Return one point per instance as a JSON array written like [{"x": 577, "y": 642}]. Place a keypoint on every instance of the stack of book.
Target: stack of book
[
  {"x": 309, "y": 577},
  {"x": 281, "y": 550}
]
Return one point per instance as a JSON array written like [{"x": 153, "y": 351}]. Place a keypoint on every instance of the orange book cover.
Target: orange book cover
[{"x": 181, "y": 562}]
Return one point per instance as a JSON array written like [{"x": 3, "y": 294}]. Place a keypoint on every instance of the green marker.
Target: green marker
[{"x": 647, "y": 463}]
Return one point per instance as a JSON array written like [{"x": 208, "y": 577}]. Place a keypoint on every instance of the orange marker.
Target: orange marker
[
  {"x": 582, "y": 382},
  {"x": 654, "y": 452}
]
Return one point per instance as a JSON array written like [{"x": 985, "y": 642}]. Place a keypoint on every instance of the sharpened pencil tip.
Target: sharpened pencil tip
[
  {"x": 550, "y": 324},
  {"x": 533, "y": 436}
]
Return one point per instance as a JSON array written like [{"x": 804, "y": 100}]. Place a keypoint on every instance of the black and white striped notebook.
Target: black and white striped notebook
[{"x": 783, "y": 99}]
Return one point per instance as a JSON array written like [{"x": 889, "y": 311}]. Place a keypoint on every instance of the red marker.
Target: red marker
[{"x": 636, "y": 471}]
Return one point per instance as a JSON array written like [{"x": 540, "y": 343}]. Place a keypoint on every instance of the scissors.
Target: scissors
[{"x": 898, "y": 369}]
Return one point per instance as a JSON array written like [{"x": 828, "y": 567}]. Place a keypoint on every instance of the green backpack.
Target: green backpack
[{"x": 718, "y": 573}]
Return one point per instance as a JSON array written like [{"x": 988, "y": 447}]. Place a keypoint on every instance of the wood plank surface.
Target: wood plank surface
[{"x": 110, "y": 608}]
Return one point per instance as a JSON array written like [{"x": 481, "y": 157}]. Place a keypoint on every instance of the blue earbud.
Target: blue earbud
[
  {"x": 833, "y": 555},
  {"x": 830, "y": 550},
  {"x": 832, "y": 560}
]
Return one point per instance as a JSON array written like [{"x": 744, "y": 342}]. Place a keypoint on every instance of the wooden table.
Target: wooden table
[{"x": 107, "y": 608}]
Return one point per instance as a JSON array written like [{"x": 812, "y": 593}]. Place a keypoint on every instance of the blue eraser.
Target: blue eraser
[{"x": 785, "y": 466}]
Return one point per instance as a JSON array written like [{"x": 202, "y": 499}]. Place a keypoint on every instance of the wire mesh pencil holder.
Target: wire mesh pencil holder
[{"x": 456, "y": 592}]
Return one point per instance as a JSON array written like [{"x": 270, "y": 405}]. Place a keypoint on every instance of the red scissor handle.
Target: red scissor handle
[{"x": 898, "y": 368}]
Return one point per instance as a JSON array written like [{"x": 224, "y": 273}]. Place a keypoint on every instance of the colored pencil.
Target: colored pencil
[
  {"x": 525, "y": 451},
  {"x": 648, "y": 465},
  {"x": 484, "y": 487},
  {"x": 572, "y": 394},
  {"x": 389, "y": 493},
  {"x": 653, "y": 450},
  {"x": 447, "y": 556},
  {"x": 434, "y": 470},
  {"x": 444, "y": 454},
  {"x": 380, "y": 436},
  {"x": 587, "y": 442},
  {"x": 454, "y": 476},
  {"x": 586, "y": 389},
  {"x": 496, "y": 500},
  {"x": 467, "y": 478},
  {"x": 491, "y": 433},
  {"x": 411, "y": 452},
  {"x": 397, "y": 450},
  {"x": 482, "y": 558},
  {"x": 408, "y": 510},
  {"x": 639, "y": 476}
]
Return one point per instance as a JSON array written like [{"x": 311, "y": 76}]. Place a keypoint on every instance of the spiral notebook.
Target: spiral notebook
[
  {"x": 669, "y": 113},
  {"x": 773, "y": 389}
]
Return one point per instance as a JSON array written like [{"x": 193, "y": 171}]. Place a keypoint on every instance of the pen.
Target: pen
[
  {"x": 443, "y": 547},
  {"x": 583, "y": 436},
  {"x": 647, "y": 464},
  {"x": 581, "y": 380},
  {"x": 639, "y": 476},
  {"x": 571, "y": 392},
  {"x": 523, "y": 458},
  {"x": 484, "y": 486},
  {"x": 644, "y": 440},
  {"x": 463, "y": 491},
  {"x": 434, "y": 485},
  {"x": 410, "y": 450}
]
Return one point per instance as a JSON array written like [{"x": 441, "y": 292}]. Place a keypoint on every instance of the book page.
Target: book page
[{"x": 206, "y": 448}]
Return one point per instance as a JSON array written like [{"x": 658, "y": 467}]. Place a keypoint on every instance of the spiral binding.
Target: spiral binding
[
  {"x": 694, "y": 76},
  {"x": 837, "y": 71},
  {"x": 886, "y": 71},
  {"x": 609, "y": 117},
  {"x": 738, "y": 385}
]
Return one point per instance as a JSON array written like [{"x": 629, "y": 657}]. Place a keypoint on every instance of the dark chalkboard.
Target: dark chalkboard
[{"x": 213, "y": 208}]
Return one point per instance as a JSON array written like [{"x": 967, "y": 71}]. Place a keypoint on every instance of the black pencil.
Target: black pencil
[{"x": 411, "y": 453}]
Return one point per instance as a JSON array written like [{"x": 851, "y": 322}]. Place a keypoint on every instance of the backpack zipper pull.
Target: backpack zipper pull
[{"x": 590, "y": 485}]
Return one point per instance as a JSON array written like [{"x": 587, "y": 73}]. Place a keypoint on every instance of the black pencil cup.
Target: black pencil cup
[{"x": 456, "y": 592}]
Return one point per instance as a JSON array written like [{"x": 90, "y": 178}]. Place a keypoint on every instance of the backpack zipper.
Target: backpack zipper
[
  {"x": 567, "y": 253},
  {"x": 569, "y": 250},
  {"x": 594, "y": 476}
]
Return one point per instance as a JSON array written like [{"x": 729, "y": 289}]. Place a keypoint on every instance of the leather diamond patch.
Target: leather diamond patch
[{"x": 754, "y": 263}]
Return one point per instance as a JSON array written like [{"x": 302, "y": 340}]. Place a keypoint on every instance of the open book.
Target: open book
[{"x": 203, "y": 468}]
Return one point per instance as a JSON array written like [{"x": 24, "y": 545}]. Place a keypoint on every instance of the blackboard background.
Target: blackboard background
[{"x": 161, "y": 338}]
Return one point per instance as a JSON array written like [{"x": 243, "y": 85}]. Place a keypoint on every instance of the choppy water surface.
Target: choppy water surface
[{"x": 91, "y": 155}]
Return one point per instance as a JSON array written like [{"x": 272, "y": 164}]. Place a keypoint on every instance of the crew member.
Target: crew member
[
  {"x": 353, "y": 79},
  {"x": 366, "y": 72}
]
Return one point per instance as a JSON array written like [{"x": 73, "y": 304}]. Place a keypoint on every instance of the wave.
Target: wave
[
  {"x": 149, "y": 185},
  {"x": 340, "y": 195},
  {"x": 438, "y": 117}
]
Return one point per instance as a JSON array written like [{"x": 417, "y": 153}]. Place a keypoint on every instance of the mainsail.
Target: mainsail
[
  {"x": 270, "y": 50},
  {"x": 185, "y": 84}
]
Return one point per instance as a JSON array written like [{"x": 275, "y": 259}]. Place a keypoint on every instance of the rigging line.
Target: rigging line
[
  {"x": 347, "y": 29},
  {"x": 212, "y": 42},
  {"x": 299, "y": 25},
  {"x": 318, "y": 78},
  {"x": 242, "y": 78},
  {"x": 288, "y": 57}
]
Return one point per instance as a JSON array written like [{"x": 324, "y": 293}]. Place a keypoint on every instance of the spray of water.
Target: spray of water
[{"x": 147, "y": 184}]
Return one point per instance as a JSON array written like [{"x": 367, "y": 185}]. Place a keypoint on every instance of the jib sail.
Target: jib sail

# # # # # # #

INSTRUCTION:
Return every line of the records above unchanged, from the first line to the last.

FINAL RESULT:
Return one point per instance as a JSON array written like [{"x": 577, "y": 642}]. Place a keypoint on every instance of the stack of book.
Target: stack of book
[
  {"x": 309, "y": 577},
  {"x": 281, "y": 550}
]
Return one point per instance as a JSON array written like [{"x": 153, "y": 351}]. Place a keypoint on every instance of the orange book cover.
Target: orange book cover
[{"x": 181, "y": 562}]
Return one point per instance as a JSON array written like [{"x": 3, "y": 294}]. Place a keypoint on every instance of the green marker.
Target: green marker
[{"x": 647, "y": 463}]
Return one point per instance as a JSON array written like [{"x": 208, "y": 577}]. Place a keypoint on every instance of the orange marker.
Target: orange marker
[
  {"x": 582, "y": 382},
  {"x": 654, "y": 452}
]
Return one point per instance as a JSON array written like [{"x": 985, "y": 642}]. Place a keypoint on every instance of the sharpened pencil tip.
Target: sharpened pencil tip
[
  {"x": 550, "y": 324},
  {"x": 533, "y": 436}
]
Return one point per instance as a JSON array written like [{"x": 804, "y": 100}]. Place a keypoint on every instance of the black and white striped notebook.
Target: black and white striped notebook
[{"x": 783, "y": 99}]
Return one point per instance as a JSON array written like [{"x": 889, "y": 311}]. Place a keypoint on every instance of the red marker.
Target: red marker
[{"x": 636, "y": 471}]
Return one point per instance as a JSON array written like [{"x": 540, "y": 343}]. Place a keypoint on every instance of the scissors.
Target: scissors
[{"x": 898, "y": 369}]
Return one point per instance as a JSON array written like [{"x": 828, "y": 567}]. Place a keypoint on every instance of the green backpack.
Target: green backpack
[{"x": 718, "y": 573}]
Return one point per instance as a JSON array written like [{"x": 988, "y": 447}]. Place a keypoint on every instance of the wood plank surface.
Target: wood plank surface
[{"x": 110, "y": 608}]
Return one point per instance as a JSON array written like [{"x": 481, "y": 157}]. Place a keypoint on every instance of the blue earbud.
Target: blue earbud
[
  {"x": 833, "y": 555},
  {"x": 830, "y": 550},
  {"x": 832, "y": 560}
]
Return one point per instance as a JSON array written like [{"x": 744, "y": 342}]. Place a keypoint on every instance of the wooden table.
Target: wooden table
[{"x": 107, "y": 608}]
Return one point per instance as a JSON array written like [{"x": 812, "y": 593}]. Place a keypoint on every instance of the blue eraser.
Target: blue eraser
[{"x": 785, "y": 466}]
Return one point per instance as a JSON array written like [{"x": 202, "y": 499}]. Place a keypoint on every instance of the wire mesh pencil holder.
Target: wire mesh pencil holder
[{"x": 456, "y": 592}]
Return one point per instance as a JSON array written like [{"x": 270, "y": 405}]. Place a keypoint on every instance of the red scissor handle.
Target: red scissor handle
[{"x": 898, "y": 368}]
Return one point per instance as a JSON array written like [{"x": 224, "y": 273}]. Place a keypoint on every instance of the colored pencil.
Target: colored pencil
[
  {"x": 525, "y": 451},
  {"x": 648, "y": 465},
  {"x": 484, "y": 487},
  {"x": 572, "y": 394},
  {"x": 389, "y": 493},
  {"x": 653, "y": 450},
  {"x": 447, "y": 556},
  {"x": 434, "y": 470},
  {"x": 444, "y": 454},
  {"x": 380, "y": 436},
  {"x": 587, "y": 442},
  {"x": 454, "y": 476},
  {"x": 586, "y": 389},
  {"x": 496, "y": 500},
  {"x": 467, "y": 478},
  {"x": 491, "y": 433},
  {"x": 411, "y": 452},
  {"x": 397, "y": 450},
  {"x": 482, "y": 558},
  {"x": 408, "y": 510},
  {"x": 639, "y": 476}
]
Return one point per instance as a JSON array written like [{"x": 311, "y": 76}]. Place a keypoint on every instance of the spiral notebook.
Target: spiral notebook
[
  {"x": 669, "y": 113},
  {"x": 773, "y": 389}
]
Return one point per instance as a JSON array written like [{"x": 193, "y": 171}]. Place a keypoint on every instance of the pen.
Target: pen
[
  {"x": 443, "y": 547},
  {"x": 583, "y": 436},
  {"x": 647, "y": 464},
  {"x": 581, "y": 380},
  {"x": 639, "y": 476},
  {"x": 571, "y": 392},
  {"x": 523, "y": 458},
  {"x": 484, "y": 486},
  {"x": 644, "y": 440},
  {"x": 463, "y": 491},
  {"x": 434, "y": 485},
  {"x": 410, "y": 450}
]
Return one point per instance as a JSON array written like [{"x": 441, "y": 292}]. Place a keypoint on every instance of the book page.
Target: book page
[{"x": 206, "y": 448}]
Return one point per instance as a JSON array written like [{"x": 658, "y": 467}]. Place a keypoint on every instance of the spiral binding.
Target: spiral binding
[
  {"x": 694, "y": 76},
  {"x": 837, "y": 71},
  {"x": 886, "y": 71},
  {"x": 609, "y": 117},
  {"x": 738, "y": 385}
]
Return one point per instance as a JSON array written like [{"x": 629, "y": 657}]. Place a keypoint on every instance of the dark chalkboard.
Target: dark chalkboard
[{"x": 213, "y": 208}]
Return one point per instance as a JSON array written like [{"x": 967, "y": 71}]. Place a keypoint on every instance of the black pencil.
Target: black pencil
[{"x": 411, "y": 453}]
Return one point per instance as a JSON array written like [{"x": 851, "y": 322}]. Place a keypoint on every instance of the backpack zipper pull.
Target: backpack zipper pull
[{"x": 590, "y": 485}]
Return one point per instance as a JSON array written like [{"x": 587, "y": 73}]. Place a keypoint on every instance of the black pencil cup.
Target: black pencil cup
[{"x": 456, "y": 592}]
Return one point per instance as a JSON array written like [{"x": 90, "y": 178}]. Place a keypoint on every instance of the backpack zipper.
Target: backpack zipper
[
  {"x": 567, "y": 253},
  {"x": 569, "y": 250},
  {"x": 594, "y": 476}
]
Return one point per instance as a JSON array written like [{"x": 729, "y": 289}]. Place a keypoint on every instance of the leather diamond patch.
Target: leather diamond patch
[{"x": 754, "y": 263}]
Return one point per instance as a JSON array written like [{"x": 302, "y": 340}]. Place a keypoint on every instance of the open book.
Target: open book
[{"x": 203, "y": 468}]
Return one point per instance as a JSON array written like [{"x": 24, "y": 545}]. Place a keypoint on every instance of the blackboard background.
Target: blackboard background
[{"x": 161, "y": 338}]
Return one point per instance as a JSON array written like [{"x": 243, "y": 85}]. Place a keypoint on every instance of the choppy water surface.
Target: choppy water surface
[{"x": 91, "y": 155}]
Return one point per instance as a JSON array written like [{"x": 272, "y": 164}]. Place a keypoint on every instance of the crew member.
Target: crew member
[
  {"x": 353, "y": 79},
  {"x": 366, "y": 72}
]
Return one point per instance as a JSON array written like [{"x": 73, "y": 304}]. Place a keypoint on every instance of the wave.
Target: wave
[
  {"x": 149, "y": 185},
  {"x": 340, "y": 195},
  {"x": 438, "y": 117}
]
Return one point per instance as a JSON array written like [{"x": 417, "y": 153}]. Place a keypoint on every instance of the mainsail.
Target: mainsail
[
  {"x": 270, "y": 50},
  {"x": 185, "y": 84}
]
Return one point per instance as a JSON array written like [{"x": 275, "y": 259}]. Place a keypoint on every instance of the rigging line.
Target: rigging line
[
  {"x": 347, "y": 29},
  {"x": 212, "y": 42},
  {"x": 299, "y": 25},
  {"x": 318, "y": 78},
  {"x": 242, "y": 78},
  {"x": 288, "y": 57}
]
Return one point per instance as a JSON array written like [{"x": 324, "y": 293}]. Place a keypoint on every instance of the spray of water.
Target: spray of water
[{"x": 147, "y": 184}]
Return one point per instance as a JSON array written like [{"x": 367, "y": 185}]. Place a keypoint on every instance of the jib sail.
Target: jib sail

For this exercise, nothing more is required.